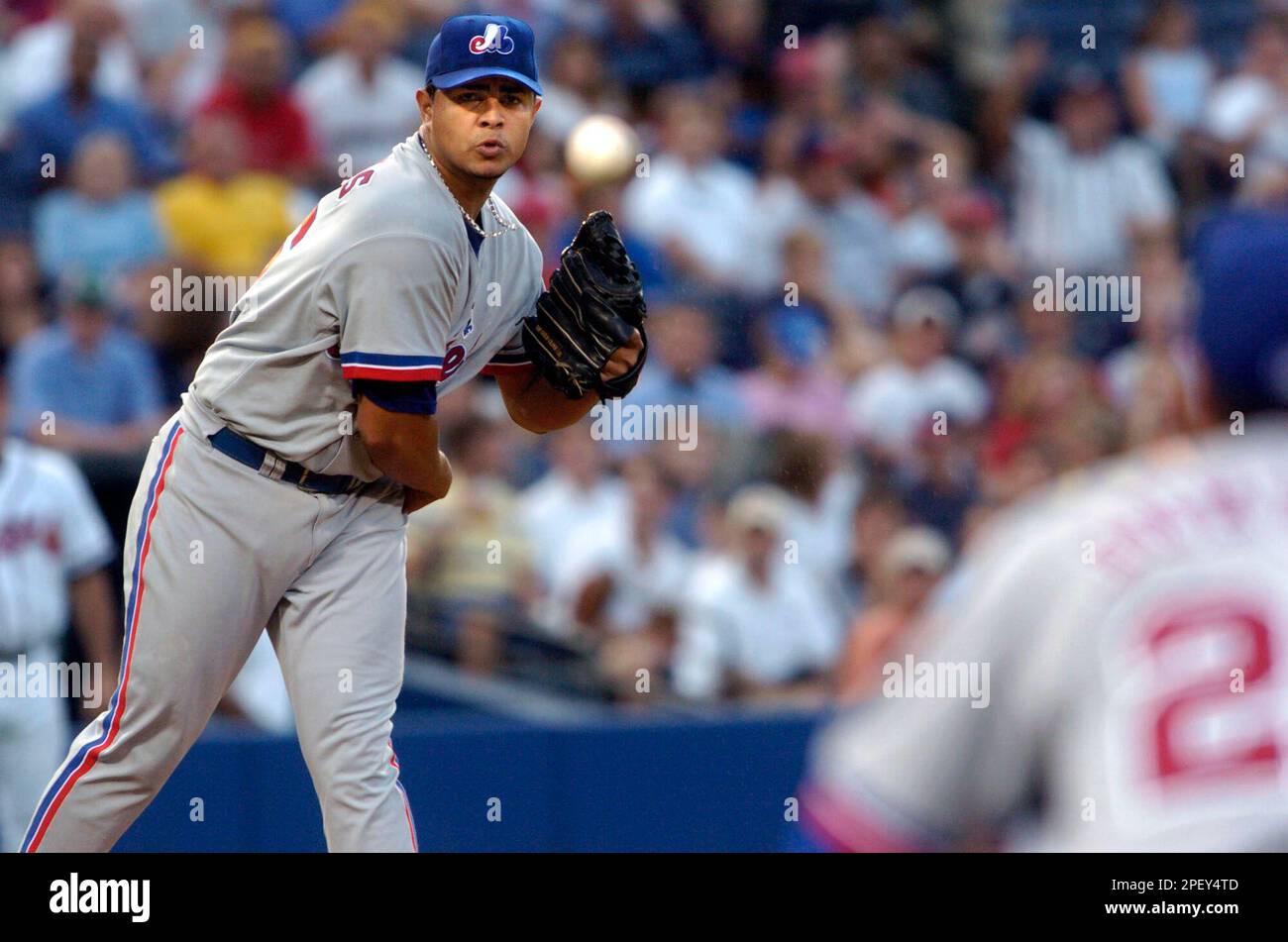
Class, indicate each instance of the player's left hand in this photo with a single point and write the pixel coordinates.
(623, 358)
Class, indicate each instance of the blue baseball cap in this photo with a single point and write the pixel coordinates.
(477, 47)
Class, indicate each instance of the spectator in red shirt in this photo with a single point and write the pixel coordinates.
(256, 93)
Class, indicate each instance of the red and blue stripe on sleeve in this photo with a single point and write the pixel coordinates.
(395, 366)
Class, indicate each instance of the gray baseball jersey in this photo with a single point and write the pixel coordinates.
(377, 282)
(1134, 633)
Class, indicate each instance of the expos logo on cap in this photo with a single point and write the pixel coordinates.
(478, 47)
(494, 39)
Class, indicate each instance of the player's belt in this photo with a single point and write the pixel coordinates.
(278, 469)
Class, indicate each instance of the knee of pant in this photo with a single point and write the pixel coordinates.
(361, 787)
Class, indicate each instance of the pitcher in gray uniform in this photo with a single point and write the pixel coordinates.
(278, 493)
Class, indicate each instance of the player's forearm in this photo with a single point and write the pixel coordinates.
(539, 407)
(408, 464)
(404, 447)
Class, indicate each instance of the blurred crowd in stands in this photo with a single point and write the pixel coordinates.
(840, 222)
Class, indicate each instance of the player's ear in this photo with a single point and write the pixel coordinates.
(425, 102)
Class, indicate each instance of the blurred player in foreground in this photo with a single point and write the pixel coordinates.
(1129, 632)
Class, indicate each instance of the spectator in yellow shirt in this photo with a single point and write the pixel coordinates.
(220, 218)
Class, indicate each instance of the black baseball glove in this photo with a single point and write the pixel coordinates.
(593, 302)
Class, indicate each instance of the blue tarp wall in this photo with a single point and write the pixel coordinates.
(613, 784)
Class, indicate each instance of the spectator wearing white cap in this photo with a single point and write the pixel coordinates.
(906, 573)
(894, 401)
(752, 624)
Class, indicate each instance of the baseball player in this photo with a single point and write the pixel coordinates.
(278, 494)
(53, 550)
(1134, 629)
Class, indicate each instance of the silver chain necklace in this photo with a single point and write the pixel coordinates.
(496, 213)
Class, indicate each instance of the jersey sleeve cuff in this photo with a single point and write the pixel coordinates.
(391, 366)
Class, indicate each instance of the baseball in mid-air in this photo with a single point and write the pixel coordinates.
(600, 150)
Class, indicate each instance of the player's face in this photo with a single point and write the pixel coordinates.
(480, 129)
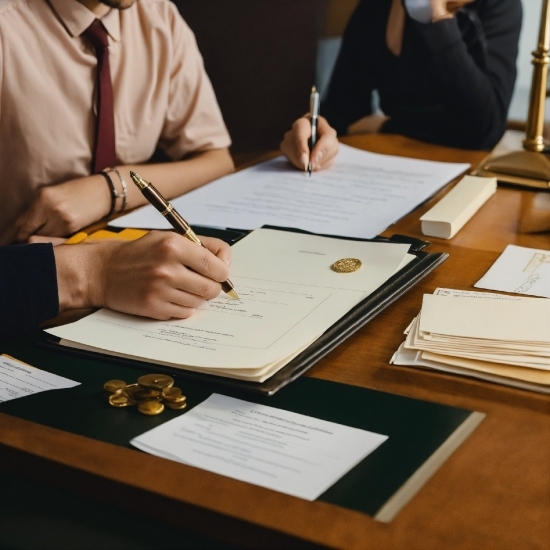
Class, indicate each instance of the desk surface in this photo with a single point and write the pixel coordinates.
(494, 491)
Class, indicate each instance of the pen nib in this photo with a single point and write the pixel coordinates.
(138, 180)
(233, 295)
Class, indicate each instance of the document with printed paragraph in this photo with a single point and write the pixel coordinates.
(288, 297)
(17, 379)
(281, 450)
(361, 195)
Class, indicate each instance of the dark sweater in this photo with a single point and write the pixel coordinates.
(451, 85)
(28, 288)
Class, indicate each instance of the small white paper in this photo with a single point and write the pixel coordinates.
(520, 270)
(361, 195)
(453, 293)
(284, 451)
(18, 380)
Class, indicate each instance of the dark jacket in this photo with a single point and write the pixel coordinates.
(28, 288)
(451, 85)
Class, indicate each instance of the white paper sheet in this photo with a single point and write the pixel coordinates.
(361, 195)
(289, 296)
(520, 270)
(19, 380)
(284, 451)
(526, 320)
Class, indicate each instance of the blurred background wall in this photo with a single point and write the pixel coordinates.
(263, 57)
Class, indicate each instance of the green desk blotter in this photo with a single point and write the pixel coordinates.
(421, 434)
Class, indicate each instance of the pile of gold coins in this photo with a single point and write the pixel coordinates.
(151, 394)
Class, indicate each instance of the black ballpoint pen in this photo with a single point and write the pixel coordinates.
(314, 118)
(172, 216)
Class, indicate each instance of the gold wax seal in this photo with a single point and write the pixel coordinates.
(346, 265)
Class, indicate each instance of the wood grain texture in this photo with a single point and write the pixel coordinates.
(493, 492)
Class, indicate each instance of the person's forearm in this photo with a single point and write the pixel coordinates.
(173, 179)
(477, 90)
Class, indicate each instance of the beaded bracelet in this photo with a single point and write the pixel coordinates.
(124, 194)
(114, 194)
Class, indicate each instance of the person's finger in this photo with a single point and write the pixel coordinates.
(295, 143)
(172, 247)
(183, 298)
(194, 283)
(439, 10)
(218, 247)
(326, 147)
(326, 165)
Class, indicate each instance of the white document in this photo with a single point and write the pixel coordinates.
(288, 297)
(526, 320)
(361, 195)
(453, 293)
(18, 379)
(520, 270)
(284, 451)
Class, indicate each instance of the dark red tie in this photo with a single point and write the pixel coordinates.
(104, 150)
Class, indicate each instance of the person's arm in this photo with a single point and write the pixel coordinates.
(59, 210)
(348, 98)
(161, 275)
(193, 136)
(477, 94)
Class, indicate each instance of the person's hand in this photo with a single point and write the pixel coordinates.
(59, 210)
(443, 9)
(161, 275)
(295, 144)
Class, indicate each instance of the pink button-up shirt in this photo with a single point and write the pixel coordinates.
(162, 95)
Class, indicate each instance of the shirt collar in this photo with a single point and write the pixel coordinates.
(77, 18)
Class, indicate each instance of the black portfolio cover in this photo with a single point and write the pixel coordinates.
(357, 317)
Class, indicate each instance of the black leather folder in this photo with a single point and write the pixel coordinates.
(356, 318)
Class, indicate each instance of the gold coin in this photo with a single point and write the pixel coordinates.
(114, 386)
(171, 392)
(176, 406)
(151, 408)
(130, 392)
(147, 394)
(177, 399)
(346, 265)
(118, 401)
(156, 381)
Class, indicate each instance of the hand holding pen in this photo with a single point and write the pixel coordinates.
(175, 220)
(314, 120)
(311, 145)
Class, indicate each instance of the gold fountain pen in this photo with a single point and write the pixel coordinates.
(174, 219)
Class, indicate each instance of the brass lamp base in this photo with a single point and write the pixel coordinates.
(523, 168)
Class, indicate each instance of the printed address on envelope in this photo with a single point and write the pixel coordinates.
(520, 270)
(281, 450)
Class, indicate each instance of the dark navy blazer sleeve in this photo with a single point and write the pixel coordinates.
(477, 88)
(28, 288)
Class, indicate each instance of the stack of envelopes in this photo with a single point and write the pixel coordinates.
(495, 337)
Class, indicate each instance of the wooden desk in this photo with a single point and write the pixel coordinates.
(494, 491)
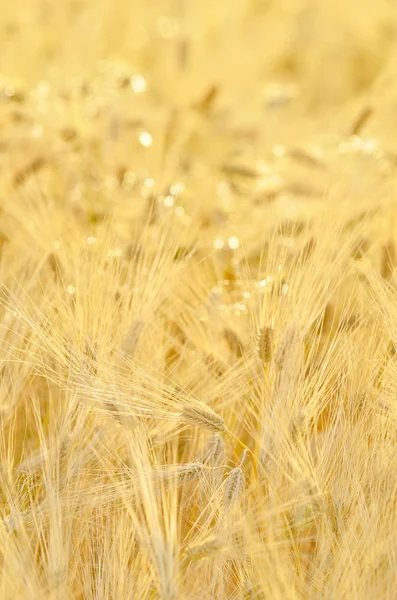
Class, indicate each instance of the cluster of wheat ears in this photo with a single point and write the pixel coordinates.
(198, 301)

═══

- **Task instructions**
Would you provide an exact, picture-free copy of the data above?

- **Problem solution**
Class, indicate each instance of the player's left hand in this photo with a single point and write the pixel coordinates.
(623, 358)
Class, indicate each instance of the blue baseball cap in this photo with a single point and write the pixel coordinates.
(477, 47)
Class, indicate each instance of the spectator in red shirt in this photo with a single point and write the pixel coordinates.
(256, 93)
Class, indicate each instance of the red and blue stripe on sleeve in this photo with a single point and write the pixel coordinates.
(395, 366)
Class, indicate each instance of the gray baseball jersey in this photo with a single point and write the pixel coordinates.
(377, 282)
(1134, 633)
Class, indicate each instance of the expos logo on cap in this photo with a single point and write the pixel coordinates.
(478, 47)
(494, 39)
Class, indicate each instance of the player's belt in this photo with a single point and write the pixel coordinates.
(278, 469)
Class, indicate each instance of the knee of pant in this photo with a single point and write the pixel coordinates.
(361, 787)
Class, indicate each instance of the pitcher in gray uniform in this photo with a single point and write the pixel coordinates.
(278, 493)
Class, indicate each instance of the player's forearm in this photo with a single point and write the pixel coordinates.
(539, 407)
(408, 464)
(404, 447)
Class, indicate each instance of the blurred crowd in stands in this photo with a single point and write the pixel coordinates.
(840, 222)
Class, indicate each instance of the player's ear in this photo with a single point and write the pixel coordinates.
(425, 102)
Class, indicate each instance of the blurred player in foreground in this photo with a single point and write the pixel coordinates.
(1129, 632)
Class, indicate each instance of the spectator in yellow shirt in this photo with a single point and write the pixel coordinates.
(220, 218)
Class, indicate each instance of the black baseball glove in this photo with a single point and write the pixel coordinates.
(593, 302)
Class, indicate each instance of the blue tarp wall in this photo with a single point and write the pixel coordinates.
(613, 784)
Class, indicate each instance of the spectator wearing white cap in this photo with a single point and write the pixel coordinates.
(906, 573)
(894, 401)
(752, 624)
Class, indicate each instance of the baseball player in this photo with a single point and write the pixel coordinates.
(278, 494)
(53, 550)
(1134, 629)
Class, indicate each instance of the silver chain necklace in this photo with a single point and write the pixel coordinates.
(496, 213)
Class, indicate each instance of the jersey sleeve cuff in this photo with a single point and write the pixel coordinates.
(391, 366)
Class, indicate each instance of the baseball in mid-air in this photo with a single point and write the pixel coordinates.
(600, 150)
Class, indicate each instance of the player's face in this photo with a single point and write the pixel coordinates.
(480, 129)
Class, indicate each instance of the desk surface in this photo with a single point and write the pixel coordinates.
(494, 491)
Class, indicate each instance of the pen nib in this photo with a single point and write the pixel coordinates.
(138, 180)
(233, 295)
Class, indicate each instance of the document with printed paragraph in this photo with a single point and write the pixel coordinates.
(288, 297)
(17, 379)
(281, 450)
(361, 195)
Class, indicate each instance of the dark sweater in this photo with a single point and write the pixel coordinates.
(451, 85)
(28, 288)
Class, indicate each instance of the small white paper in this photo with a single point and write the pixel coordinates.
(520, 270)
(361, 195)
(453, 293)
(284, 451)
(18, 380)
Class, indicate each instance of the dark jacket in this photo with a single point and write the pixel coordinates.
(28, 288)
(451, 85)
Class, indicate each instance of the white paper sheet in this photo with a single point and write the pixel coordinates.
(361, 195)
(289, 296)
(520, 270)
(19, 380)
(284, 451)
(526, 320)
Class, indicate each instance of the blurred background wall in this photo with a single point and write the pixel coordinates.
(263, 57)
Class, indicate each instance of the green desk blotter in this photo with a single point and write the pixel coordinates.
(421, 434)
Class, indicate each instance of the pile of gold coins in this photo with a single point and write the pixel coordinates.
(151, 394)
Class, indicate each instance of the black ballpoint pen in this photo with a single point and write the pixel coordinates.
(314, 118)
(172, 216)
Class, indicate each instance of the gold wax seal in this photo with a single point and write the pixel coordinates.
(346, 265)
Class, indicate each instance of the wood grain texture in this photo with a single point and write the pixel coordinates.
(493, 492)
Class, indicate each instance of the person's forearm in this photo with a single point and write the pixel coordinates.
(173, 179)
(477, 90)
Class, indicate each instance of the beaded bracelet in this photo with a single point and write the pixel coordinates.
(124, 194)
(114, 194)
Class, indicate each instance of the person's finger in this photo with a single point and write the pixel coordinates.
(295, 143)
(172, 247)
(183, 298)
(194, 283)
(439, 10)
(218, 247)
(326, 147)
(326, 165)
Class, indicate each instance of the white document in this photo with a single point and write the pixel coordinates.
(288, 297)
(526, 320)
(361, 195)
(453, 293)
(18, 379)
(520, 270)
(284, 451)
Class, indicate each instance of the dark red tie in this photo with a single point and write the pixel coordinates.
(104, 150)
Class, indicate each instance of the person's arm in this photo with a single point and write the pixel coordinates.
(59, 210)
(348, 98)
(161, 275)
(193, 136)
(477, 94)
Class, indicate each instance of the person's hand in this photo with a single point and write the pixel coordinates.
(59, 210)
(443, 9)
(161, 275)
(295, 144)
Class, indicate each instance of the pink button-up shirt in this photo with a single point and write the pixel coordinates.
(162, 95)
Class, indicate each instance of the shirt collar in this photo with a single point and write the pixel coordinates.
(77, 18)
Class, indicate each instance of the black portfolio cover in this photo with a single point and write the pixel coordinates.
(357, 317)
Class, indicate each instance of the black leather folder in this photo with a single point and write the pixel coordinates.
(356, 318)
Class, indicate each instance of the gold coin in this photo with a single point and write the pixel coordinates.
(114, 386)
(171, 392)
(176, 406)
(151, 408)
(130, 392)
(147, 394)
(177, 399)
(346, 265)
(118, 401)
(156, 381)
Class, indicate each instance of the hand holding pen in this photo with a single point and write the pixel coordinates.
(175, 220)
(314, 120)
(311, 145)
Class, indicate each instance of the gold fountain pen in this photo with a single point and write the pixel coordinates.
(174, 219)
Class, indicate each instance of the brass lamp base in this photo with a single point and write the pixel coordinates.
(523, 168)
Class, indicate each instance of the printed address on envelope in this photo with a single point and write the pixel coordinates.
(520, 270)
(281, 450)
Class, indicate each instance of the dark navy blazer sleeve in this photo with a single point and write the pixel coordinates.
(477, 88)
(28, 288)
Class, indicate each instance of the stack of envelopes in this photo with a single point and write the pixel coordinates.
(495, 337)
Class, indicate each instance of the wooden desk in this photo with a single point and write the pixel coordinates.
(494, 491)
Class, indicate each instance of the cluster of wheat ears in this photo with a single point and write the pixel coordinates.
(198, 301)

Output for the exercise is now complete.